- [Directions for this task]:
Retype the material in full, keeping every word the same.

- [Source material]:
───

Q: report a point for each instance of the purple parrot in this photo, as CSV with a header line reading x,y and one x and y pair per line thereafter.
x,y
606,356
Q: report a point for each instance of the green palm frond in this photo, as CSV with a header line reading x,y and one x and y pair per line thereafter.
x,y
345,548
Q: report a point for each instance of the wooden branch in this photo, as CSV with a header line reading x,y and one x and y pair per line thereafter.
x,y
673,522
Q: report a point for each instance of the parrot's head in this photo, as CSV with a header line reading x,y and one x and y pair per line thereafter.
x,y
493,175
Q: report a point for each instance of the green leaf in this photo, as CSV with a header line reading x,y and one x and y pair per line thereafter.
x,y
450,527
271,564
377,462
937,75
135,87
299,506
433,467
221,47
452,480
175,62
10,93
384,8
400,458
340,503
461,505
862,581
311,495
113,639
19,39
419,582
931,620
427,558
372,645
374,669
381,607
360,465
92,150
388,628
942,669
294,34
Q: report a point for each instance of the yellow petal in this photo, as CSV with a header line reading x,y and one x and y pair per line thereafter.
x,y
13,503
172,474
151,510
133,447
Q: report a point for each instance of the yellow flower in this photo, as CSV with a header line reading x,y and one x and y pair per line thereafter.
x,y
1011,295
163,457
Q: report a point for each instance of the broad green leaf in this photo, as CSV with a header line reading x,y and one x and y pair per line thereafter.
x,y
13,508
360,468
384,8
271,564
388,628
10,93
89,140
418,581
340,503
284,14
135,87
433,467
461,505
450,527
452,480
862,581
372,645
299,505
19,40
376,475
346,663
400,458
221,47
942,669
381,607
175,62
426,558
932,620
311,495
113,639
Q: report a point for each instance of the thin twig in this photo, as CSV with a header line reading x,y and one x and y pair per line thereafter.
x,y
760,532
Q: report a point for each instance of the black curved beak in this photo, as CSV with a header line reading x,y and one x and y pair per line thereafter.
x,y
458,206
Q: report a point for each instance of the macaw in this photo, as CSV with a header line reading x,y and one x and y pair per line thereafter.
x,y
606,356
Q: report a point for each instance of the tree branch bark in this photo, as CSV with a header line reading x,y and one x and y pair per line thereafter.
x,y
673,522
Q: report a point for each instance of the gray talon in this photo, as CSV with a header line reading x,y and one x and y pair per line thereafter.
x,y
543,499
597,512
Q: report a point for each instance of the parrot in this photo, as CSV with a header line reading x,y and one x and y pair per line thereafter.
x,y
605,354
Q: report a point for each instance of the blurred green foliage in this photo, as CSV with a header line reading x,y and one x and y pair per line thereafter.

───

- [Result for this task]:
Q: report a point for each instance of the purple parrot in this photo, as CSV with a header line reading x,y and one x and y pair per line thereafter.
x,y
606,356
Q: report a point for each instance of the green palm frond in this photo, as CSV with a header line reading x,y and one x and y pair per line thereafter.
x,y
345,548
Q: report a point for each instance of the wooden branch in this photo, as CSV with a header line reading x,y and one x and y pair per line thereafter.
x,y
673,522
Q: report a point for each instance of the parrot's head in this photo, as CSV with a header line reading x,y and one x and y pair per line thereafter.
x,y
493,175
Q: report a point for each instance of the green leaf in this photo, as CSV with a header line reading x,y and one x and y pair per line thereafter.
x,y
450,527
271,564
377,462
937,75
135,87
299,506
433,467
221,47
452,480
175,62
10,93
384,8
400,458
340,503
461,505
862,581
311,495
113,639
19,39
419,582
931,620
427,558
372,645
374,669
381,607
360,465
92,150
388,628
942,669
294,34
Q: report a point for each instance of the yellow petal in this photo, as CSV with a header line reading x,y and one x and y pair per line thereafter.
x,y
13,503
172,474
151,510
133,447
Q: report a point for each instance of the yellow flower in this photo, as CSV with a header line reading x,y and one x and y pair per line thereafter.
x,y
1011,295
163,457
Q: report a point for each instance of the broad green leaf in this photo, as CSV with a header line reading x,y and one x and y pair per line thereafter.
x,y
13,508
360,468
384,8
271,564
388,628
10,93
89,140
418,581
340,503
284,14
135,87
433,467
461,505
450,527
452,480
862,581
372,645
299,505
19,40
376,475
346,663
400,458
221,47
942,669
381,607
175,62
426,558
932,620
311,495
113,639
Q: report a point for each instance of the thin twig in this photo, as CSV with a header line reading x,y and one x and y pair per line thereafter.
x,y
760,532
Q: report a point for each instance of the black curved beak in this photo, as CSV with a header line reading x,y and one x and y pair per line thereafter.
x,y
458,206
Q: report a point for each instance of the macaw in this photo, as CSV with a header line reading x,y and one x and y pair per line thereafter.
x,y
606,356
Q: report a point for each instance of the tree branch bark in this photo, as CSV with a header line reading x,y and one x and y pair per line thereafter.
x,y
673,522
Q: report a point for each instance of the gray talon in this photo, as CSV with a header line reading x,y and one x and y pair per line thereafter.
x,y
543,499
597,512
Q: report a point for each instance of the parrot in this photo, as CSV with a header line reading x,y and one x and y pair per line thereafter.
x,y
605,354
Q: report a point for each instance of the blurred green foliage in this photo, as CSV with a header line reading x,y and one x and y pair per line thereafter.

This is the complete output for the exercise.